## TASKS TO PERFORM
1) Update the article on pharmacy-benefit managers from "PBMs serve as" to "80% of prescriptions.", inclusive, so that "intermediaries" becomes "middlemen".
2) Write the next portion of the article on pharmacy-benefit managers, picking up after its final sentence.

## PASSAGE TO READ
★ ★ ★

PBMs Under Fire: Are They Pricegouging Patients?

Pharmacy-benefit managers (PBMs) are reportedly directing patients towards more costly medications and restricting their options for obtaining them, as highlighted in a recent report from the House Committee on Oversight and Accountability.

The report indicates that Medicare patients could collectively save $1.5 billion on a selection of ten prescription medicines, following a 32-month investigation by the committee. This investigation precedes a hearing involving executives from the nation’s largest PBMs.

PBMs serve as intermediaries in prescription drug plans for health insurers, negotiating prices with pharmaceutical companies and determining patients’ out-of-pocket expenses. The three leading PBMs in the U.S. – Express Scripts, UnitedHealth Group’s OptumRx, and CVS Health’s Caremark – manage roughly 80% of prescriptions.

According to the report, these PBMs have established preferred drug lists that favor higher-priced brand-name drugs over more affordable alternatives. An example cited in the report includes emails from Cigna staff discouraging the use of cheaper substitutes for Humira, a treatment for arthritis and autoimmune conditions that cost approximately $90,000 annually, despite the availability of a biosimilar for half that amount.

★ ★ ★

## SOURCE INFORMATION

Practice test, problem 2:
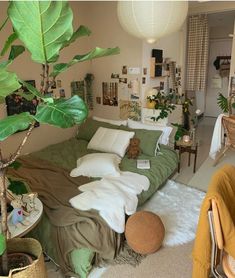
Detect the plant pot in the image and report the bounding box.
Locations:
[147,100,156,109]
[0,238,47,278]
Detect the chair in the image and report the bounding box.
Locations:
[213,115,235,166]
[208,199,235,278]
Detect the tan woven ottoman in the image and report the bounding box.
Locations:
[125,211,165,254]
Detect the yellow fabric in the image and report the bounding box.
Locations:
[192,164,235,278]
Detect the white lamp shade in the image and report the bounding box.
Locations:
[117,0,188,43]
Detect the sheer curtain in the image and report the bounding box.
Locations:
[186,14,209,92]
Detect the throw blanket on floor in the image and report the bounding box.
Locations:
[8,156,121,276]
[70,172,150,233]
[209,114,226,159]
[192,164,235,278]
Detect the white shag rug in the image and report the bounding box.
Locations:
[88,180,205,278]
[138,180,205,246]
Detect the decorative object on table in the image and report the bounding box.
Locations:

★ ★ ★

## YOUR RESPONSES
1)
PBMs serve as middlemen in prescription drug plans for health insurers, negotiating prices with pharmaceutical companies and determining patients’ out-of-pocket expenses. The three leading PBMs in the U.S. – Express Scripts, UnitedHealth Group’s OptumRx, and CVS Health’s Caremark – manage roughly 80% of prescriptions.

2)
The committee also found instances where Express Scripts informed patients that filling a prescription at a local pharmacy would be more expensive than obtaining a three-month supply from its affiliated mail-order service. This practice effectively limited patients’ choices of pharmacies.

Earlier this month, the U.S. Federal Trade Commission (FTC) released a similar report, noting that “increasing vertical integration and concentration” has allowed the six largest PBMs to control nearly 95 percent of all prescriptions filled across the United States.

The findings underscore significant concerns. The FTC noted, “The leading PBMs now exercise significant power over Americans’ ability to access and afford their prescription drugs.” This situation fosters a system where vertically integrated PBMs could have the means and motivation to favor their own related businesses, potentially disadvantaging independent pharmacies and inflating drug costs. FTC Chair Lina M. Khan remarked that these intermediaries are “overcharging patients for cancer drugs,” generating additional revenues exceeding $1 billion.